__Description of the task__
The result should be a word-for-word retyping of the entries below, free of pictures.

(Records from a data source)

-------

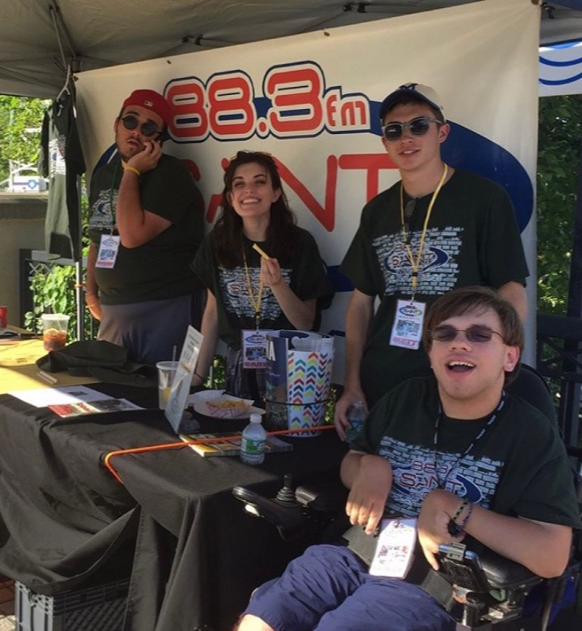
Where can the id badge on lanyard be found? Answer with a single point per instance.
(108, 249)
(407, 327)
(395, 548)
(254, 348)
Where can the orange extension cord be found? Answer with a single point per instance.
(201, 441)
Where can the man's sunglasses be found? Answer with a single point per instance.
(417, 127)
(476, 334)
(148, 129)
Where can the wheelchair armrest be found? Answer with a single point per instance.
(325, 497)
(285, 518)
(502, 573)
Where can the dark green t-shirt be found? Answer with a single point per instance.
(472, 239)
(519, 467)
(158, 269)
(305, 273)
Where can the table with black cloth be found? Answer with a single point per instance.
(195, 555)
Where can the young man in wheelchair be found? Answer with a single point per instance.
(456, 458)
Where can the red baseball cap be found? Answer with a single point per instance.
(152, 101)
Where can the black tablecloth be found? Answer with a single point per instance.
(198, 555)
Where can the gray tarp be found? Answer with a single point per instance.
(100, 33)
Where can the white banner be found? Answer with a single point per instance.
(312, 101)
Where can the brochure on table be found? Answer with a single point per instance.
(181, 385)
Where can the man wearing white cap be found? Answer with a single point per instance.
(146, 224)
(437, 229)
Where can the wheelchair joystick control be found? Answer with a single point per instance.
(286, 494)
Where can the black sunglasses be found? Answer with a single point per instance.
(417, 127)
(476, 334)
(148, 129)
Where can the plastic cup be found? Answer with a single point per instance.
(54, 330)
(166, 374)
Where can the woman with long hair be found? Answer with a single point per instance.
(282, 284)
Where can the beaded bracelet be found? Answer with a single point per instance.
(132, 169)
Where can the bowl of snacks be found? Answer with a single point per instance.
(227, 406)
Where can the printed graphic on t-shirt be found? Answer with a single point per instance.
(235, 289)
(416, 474)
(438, 269)
(101, 215)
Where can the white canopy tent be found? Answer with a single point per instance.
(40, 39)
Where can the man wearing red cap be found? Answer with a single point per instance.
(437, 229)
(146, 224)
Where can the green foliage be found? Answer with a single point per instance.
(20, 126)
(53, 292)
(560, 134)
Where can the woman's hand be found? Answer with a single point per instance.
(271, 272)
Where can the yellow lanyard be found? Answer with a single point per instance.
(256, 303)
(416, 264)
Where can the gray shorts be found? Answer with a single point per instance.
(148, 330)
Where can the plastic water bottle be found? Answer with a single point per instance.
(356, 417)
(254, 439)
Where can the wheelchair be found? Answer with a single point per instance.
(490, 594)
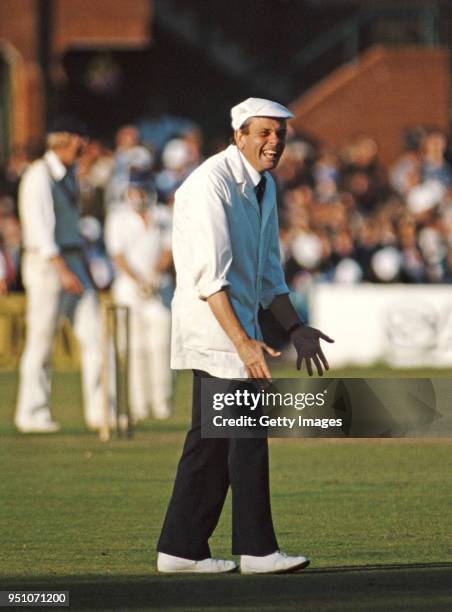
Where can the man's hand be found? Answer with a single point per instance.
(306, 341)
(251, 352)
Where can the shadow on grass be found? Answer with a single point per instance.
(394, 587)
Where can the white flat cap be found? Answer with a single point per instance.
(257, 107)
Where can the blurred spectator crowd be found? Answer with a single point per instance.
(343, 217)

-------

__Response__
Where can the id badge on lanyard be found? Answer with a single point per instance.
(108, 249)
(407, 327)
(395, 548)
(254, 348)
Where can the orange extension cord be found? Answer with a single point per instance.
(201, 441)
Where can the man's sunglasses be found? Answer with a single point per instance.
(417, 127)
(476, 334)
(148, 129)
Where can the wheelchair armrest be found? Answer with a single point per instance.
(325, 497)
(285, 518)
(502, 573)
Where can the dark green t-shirt be found? Answer with a single point per instance.
(472, 239)
(519, 467)
(158, 269)
(305, 273)
Where can the table with black cloth be found? Answer with a single point per instance.
(195, 555)
Where can the young man in wheelchair be found? Answer with a single point per instance.
(456, 458)
Where can the red baseball cap be found? Answer with a single point per instance.
(152, 101)
Where can the black tablecloth be found? Answer with a single point per instance.
(198, 555)
Where can the gray tarp be found? Answer with a single point per instance.
(100, 33)
Where can the white banner be found? Answer with a single point per instance.
(312, 101)
Where can the brochure on table be found? Answer with a single point per instance.
(181, 385)
Where can the man wearing white cap be found? Answer with a single point per instance.
(146, 224)
(437, 229)
Where can the wheelchair joystick control be found? Answer with a single point per instance.
(286, 494)
Where can the black sunglasses be found? Answer with a single point per instance.
(417, 127)
(476, 334)
(148, 129)
Where can the plastic cup be found? Answer with a single point per instance.
(54, 330)
(166, 374)
Where can the woman with long hair be found? Answer with a single point per instance.
(282, 284)
Where can the beaded bracelet be found? Answer with a single point per instance.
(132, 169)
Where can the bowl of snacks be found? Answer with a single point per instance.
(227, 406)
Where can the printed graphic on t-shirt be found? Answer with a single point per instance.
(235, 289)
(416, 474)
(438, 269)
(101, 215)
Where can the white canopy tent be found? Answer with a single point per instance.
(40, 39)
Where can the man wearing red cap be found? Answer with a single point per instance.
(437, 229)
(146, 224)
Where can the green foliage be found? Answer with a single point per instance.
(20, 126)
(53, 292)
(560, 134)
Where can the woman's hand be found? Answer with a single point per instance.
(271, 272)
Where can the yellow lanyard be found? Answer with a single point per instance.
(256, 303)
(416, 264)
Where can the gray shorts be found? Answer with a single point per instance.
(148, 330)
Where can the plastic water bottle be found? Answer with a single point per instance.
(356, 417)
(254, 439)
Where can the wheelchair be found? Answer with a single point per instance.
(490, 594)
Where can the man's hand be found? Answer with a single point per instance.
(306, 341)
(251, 352)
Where can the shadow on grass be found? Answer with a single point per instance.
(394, 587)
Where can the white flat cap be found? Answer with a single point per instance.
(257, 107)
Where can the blurred spectator crowd be found? Answer with a single point per instance.
(343, 217)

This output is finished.